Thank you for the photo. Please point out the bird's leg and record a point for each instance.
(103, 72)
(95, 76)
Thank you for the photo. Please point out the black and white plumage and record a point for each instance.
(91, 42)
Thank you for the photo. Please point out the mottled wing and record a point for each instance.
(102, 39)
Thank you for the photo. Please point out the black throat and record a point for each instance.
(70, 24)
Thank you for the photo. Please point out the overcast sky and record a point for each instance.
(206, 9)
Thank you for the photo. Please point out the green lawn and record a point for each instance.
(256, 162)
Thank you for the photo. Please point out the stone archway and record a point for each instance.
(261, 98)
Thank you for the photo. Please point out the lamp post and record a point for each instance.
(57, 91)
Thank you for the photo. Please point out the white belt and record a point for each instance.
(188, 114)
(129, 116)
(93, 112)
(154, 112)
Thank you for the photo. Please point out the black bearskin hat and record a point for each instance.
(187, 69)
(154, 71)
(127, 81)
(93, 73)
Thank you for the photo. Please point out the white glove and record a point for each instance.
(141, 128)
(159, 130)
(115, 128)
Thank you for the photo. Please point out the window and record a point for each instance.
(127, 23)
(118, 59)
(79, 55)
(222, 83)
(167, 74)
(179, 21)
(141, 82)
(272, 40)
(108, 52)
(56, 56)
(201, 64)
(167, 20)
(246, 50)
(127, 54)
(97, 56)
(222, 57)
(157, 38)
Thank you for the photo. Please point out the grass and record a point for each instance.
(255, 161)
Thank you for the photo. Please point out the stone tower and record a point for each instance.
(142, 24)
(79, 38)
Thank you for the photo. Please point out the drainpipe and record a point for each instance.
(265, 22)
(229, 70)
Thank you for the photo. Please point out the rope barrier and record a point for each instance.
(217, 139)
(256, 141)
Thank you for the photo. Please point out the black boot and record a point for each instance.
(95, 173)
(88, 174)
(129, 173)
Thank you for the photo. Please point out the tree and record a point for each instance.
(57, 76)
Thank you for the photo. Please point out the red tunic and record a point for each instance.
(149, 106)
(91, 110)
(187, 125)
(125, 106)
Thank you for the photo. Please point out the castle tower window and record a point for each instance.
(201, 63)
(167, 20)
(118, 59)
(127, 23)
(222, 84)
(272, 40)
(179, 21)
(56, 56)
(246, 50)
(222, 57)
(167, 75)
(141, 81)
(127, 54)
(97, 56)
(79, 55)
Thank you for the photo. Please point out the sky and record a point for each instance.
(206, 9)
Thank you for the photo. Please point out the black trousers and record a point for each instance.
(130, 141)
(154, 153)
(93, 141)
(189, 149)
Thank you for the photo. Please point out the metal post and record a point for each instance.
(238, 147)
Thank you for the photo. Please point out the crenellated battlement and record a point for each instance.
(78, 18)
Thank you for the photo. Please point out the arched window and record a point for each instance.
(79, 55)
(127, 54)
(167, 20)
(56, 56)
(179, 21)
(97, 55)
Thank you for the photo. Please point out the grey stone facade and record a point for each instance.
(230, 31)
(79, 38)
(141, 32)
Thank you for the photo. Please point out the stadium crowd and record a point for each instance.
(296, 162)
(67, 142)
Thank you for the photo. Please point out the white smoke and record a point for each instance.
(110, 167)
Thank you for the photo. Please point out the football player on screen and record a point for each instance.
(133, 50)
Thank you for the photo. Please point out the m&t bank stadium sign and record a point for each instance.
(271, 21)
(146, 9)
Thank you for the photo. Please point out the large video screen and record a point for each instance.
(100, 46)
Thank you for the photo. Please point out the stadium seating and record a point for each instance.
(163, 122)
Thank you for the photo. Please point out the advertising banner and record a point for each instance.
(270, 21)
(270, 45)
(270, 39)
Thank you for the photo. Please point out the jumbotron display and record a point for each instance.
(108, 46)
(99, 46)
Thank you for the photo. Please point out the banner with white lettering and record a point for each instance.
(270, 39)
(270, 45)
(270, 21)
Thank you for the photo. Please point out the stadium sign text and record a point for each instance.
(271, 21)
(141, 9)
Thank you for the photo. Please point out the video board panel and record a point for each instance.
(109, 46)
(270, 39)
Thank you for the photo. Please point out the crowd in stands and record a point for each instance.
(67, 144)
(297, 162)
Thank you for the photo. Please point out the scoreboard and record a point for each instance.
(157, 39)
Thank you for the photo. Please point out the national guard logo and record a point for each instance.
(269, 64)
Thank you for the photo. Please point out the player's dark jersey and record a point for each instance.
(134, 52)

•••••

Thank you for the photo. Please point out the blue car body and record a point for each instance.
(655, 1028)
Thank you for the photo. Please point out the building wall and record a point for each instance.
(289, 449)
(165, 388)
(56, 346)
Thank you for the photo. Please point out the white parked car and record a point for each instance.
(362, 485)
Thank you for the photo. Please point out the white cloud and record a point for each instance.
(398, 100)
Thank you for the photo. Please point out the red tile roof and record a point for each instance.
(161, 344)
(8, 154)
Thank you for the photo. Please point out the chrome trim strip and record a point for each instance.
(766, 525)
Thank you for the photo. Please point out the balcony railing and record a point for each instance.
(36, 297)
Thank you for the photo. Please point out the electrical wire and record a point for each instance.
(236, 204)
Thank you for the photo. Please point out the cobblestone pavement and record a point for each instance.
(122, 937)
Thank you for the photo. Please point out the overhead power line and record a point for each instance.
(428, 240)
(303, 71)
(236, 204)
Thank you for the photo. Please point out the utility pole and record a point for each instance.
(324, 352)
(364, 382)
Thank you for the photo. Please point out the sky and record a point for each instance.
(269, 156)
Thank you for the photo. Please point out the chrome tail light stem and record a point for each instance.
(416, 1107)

•••••

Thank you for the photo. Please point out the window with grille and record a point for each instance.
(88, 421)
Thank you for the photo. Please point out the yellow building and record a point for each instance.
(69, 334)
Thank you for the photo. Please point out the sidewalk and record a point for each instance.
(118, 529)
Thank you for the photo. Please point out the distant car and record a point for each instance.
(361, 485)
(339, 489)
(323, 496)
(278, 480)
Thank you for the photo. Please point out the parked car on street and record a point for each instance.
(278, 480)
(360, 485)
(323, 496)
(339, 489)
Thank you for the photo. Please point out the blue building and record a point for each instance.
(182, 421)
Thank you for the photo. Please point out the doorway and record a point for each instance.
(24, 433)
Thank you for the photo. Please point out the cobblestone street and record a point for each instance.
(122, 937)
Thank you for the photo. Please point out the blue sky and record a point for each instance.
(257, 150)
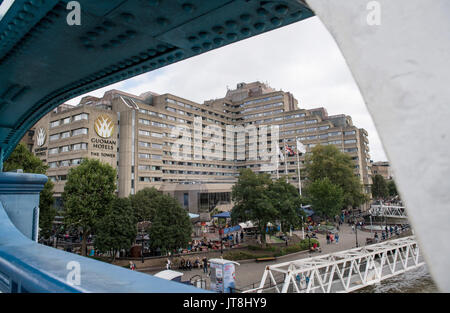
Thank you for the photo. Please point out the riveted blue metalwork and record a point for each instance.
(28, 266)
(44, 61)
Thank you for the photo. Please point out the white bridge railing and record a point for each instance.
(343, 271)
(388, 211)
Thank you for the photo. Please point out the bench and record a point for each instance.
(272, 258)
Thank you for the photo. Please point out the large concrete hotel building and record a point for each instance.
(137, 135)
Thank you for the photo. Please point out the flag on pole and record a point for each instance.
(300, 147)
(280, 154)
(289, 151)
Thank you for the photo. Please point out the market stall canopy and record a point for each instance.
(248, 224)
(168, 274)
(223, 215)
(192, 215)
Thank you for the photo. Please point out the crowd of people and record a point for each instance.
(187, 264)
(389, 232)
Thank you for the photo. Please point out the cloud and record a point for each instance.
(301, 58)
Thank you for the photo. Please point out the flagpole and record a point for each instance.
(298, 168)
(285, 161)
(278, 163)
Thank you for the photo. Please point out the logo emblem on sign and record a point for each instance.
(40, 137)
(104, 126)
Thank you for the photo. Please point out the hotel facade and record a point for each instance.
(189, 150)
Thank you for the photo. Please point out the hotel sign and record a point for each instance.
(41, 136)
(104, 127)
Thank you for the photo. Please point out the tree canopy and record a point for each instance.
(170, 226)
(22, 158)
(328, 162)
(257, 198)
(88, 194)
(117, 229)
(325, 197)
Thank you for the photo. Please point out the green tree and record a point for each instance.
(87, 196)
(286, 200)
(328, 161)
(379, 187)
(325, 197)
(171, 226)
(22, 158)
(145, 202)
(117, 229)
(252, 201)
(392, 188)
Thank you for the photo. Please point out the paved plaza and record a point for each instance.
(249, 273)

•••••

● **Aim**: Collect every line of the material above that contains the word "green". Treat uppercase and lowercase letters as different.

● **Full solution**:
Thank you for the photo. Please point out the green lawn and record a point for each instance.
Thank you for the photo. Please point out the green tree and record a point for each instance.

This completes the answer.